> GOAL OF THE EXERCISE:
Once the line containing "361L489 422L638 424L418" has been printed, stop; print every line before it exactly, starting at the top of the material below.

══ PROVIDED RECORDS

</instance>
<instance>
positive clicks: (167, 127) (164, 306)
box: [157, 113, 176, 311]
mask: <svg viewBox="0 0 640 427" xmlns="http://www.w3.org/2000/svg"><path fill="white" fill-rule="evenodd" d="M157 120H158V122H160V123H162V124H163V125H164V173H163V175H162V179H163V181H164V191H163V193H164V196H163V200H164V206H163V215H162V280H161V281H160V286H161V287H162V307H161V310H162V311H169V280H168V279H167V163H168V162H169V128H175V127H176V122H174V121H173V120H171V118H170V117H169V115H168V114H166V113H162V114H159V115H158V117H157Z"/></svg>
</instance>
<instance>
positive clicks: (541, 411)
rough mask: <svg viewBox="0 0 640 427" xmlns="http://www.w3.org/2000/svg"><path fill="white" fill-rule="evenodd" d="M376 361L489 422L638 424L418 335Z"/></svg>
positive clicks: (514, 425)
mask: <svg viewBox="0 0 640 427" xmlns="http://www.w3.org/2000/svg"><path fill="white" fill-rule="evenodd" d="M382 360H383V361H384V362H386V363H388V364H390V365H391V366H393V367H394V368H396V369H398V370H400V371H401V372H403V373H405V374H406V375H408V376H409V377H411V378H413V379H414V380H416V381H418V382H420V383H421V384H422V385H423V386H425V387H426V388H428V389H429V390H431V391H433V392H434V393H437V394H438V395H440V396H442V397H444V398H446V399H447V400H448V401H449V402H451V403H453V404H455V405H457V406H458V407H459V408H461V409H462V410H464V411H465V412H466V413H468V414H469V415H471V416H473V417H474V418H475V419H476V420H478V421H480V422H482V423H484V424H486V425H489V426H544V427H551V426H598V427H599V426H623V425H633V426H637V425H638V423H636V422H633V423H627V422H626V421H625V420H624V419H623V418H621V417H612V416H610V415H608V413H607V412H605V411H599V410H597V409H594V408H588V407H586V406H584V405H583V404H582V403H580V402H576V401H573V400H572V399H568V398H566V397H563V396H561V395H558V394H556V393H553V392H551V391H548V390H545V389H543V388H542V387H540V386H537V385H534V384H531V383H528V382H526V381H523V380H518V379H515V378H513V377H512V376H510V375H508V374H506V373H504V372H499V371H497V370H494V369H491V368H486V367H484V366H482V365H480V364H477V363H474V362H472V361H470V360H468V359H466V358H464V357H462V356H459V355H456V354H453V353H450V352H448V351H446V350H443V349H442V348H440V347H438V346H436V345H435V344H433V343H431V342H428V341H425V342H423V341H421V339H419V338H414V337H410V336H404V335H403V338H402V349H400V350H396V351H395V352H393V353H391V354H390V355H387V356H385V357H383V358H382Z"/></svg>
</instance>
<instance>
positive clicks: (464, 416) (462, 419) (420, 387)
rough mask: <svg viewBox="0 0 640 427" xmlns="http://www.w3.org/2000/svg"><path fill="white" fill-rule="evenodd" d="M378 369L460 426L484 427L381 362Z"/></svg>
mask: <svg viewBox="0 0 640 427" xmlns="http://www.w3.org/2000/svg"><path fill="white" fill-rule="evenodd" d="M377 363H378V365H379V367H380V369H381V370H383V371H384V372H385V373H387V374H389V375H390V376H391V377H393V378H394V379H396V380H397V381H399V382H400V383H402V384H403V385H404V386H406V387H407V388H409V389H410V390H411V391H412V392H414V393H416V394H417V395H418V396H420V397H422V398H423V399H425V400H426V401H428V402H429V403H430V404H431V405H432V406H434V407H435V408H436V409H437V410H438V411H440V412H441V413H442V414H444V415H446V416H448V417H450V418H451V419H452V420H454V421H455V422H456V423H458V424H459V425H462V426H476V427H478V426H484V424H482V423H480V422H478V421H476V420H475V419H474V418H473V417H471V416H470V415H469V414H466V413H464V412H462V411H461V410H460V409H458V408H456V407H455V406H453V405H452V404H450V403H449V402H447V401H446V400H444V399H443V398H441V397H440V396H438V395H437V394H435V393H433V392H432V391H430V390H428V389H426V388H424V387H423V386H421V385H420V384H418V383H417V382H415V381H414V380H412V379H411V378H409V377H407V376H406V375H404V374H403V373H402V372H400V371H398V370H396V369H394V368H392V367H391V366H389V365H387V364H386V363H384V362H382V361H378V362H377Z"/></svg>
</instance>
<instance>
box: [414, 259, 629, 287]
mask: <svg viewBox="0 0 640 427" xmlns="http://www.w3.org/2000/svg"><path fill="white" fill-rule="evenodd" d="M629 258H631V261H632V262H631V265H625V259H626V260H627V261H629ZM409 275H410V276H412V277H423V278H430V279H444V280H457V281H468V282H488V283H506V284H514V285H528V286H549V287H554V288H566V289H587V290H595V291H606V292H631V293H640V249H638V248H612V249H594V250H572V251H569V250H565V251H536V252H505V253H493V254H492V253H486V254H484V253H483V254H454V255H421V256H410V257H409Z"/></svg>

════

> RESPONSE FOR THIS EXERCISE:
</instance>
<instance>
positive clicks: (167, 127) (164, 306)
box: [157, 113, 176, 311]
mask: <svg viewBox="0 0 640 427" xmlns="http://www.w3.org/2000/svg"><path fill="white" fill-rule="evenodd" d="M157 120H158V122H160V123H162V124H163V125H164V173H163V175H162V179H163V181H164V191H163V193H164V196H163V200H164V206H163V215H162V280H161V281H160V286H161V287H162V307H161V310H162V311H169V280H168V279H167V163H168V162H169V128H175V127H176V122H174V121H173V120H171V118H170V117H169V115H168V114H166V113H162V114H159V115H158V117H157Z"/></svg>
</instance>
<instance>
positive clicks: (541, 411)
rough mask: <svg viewBox="0 0 640 427" xmlns="http://www.w3.org/2000/svg"><path fill="white" fill-rule="evenodd" d="M376 361L489 422L638 424L418 335Z"/></svg>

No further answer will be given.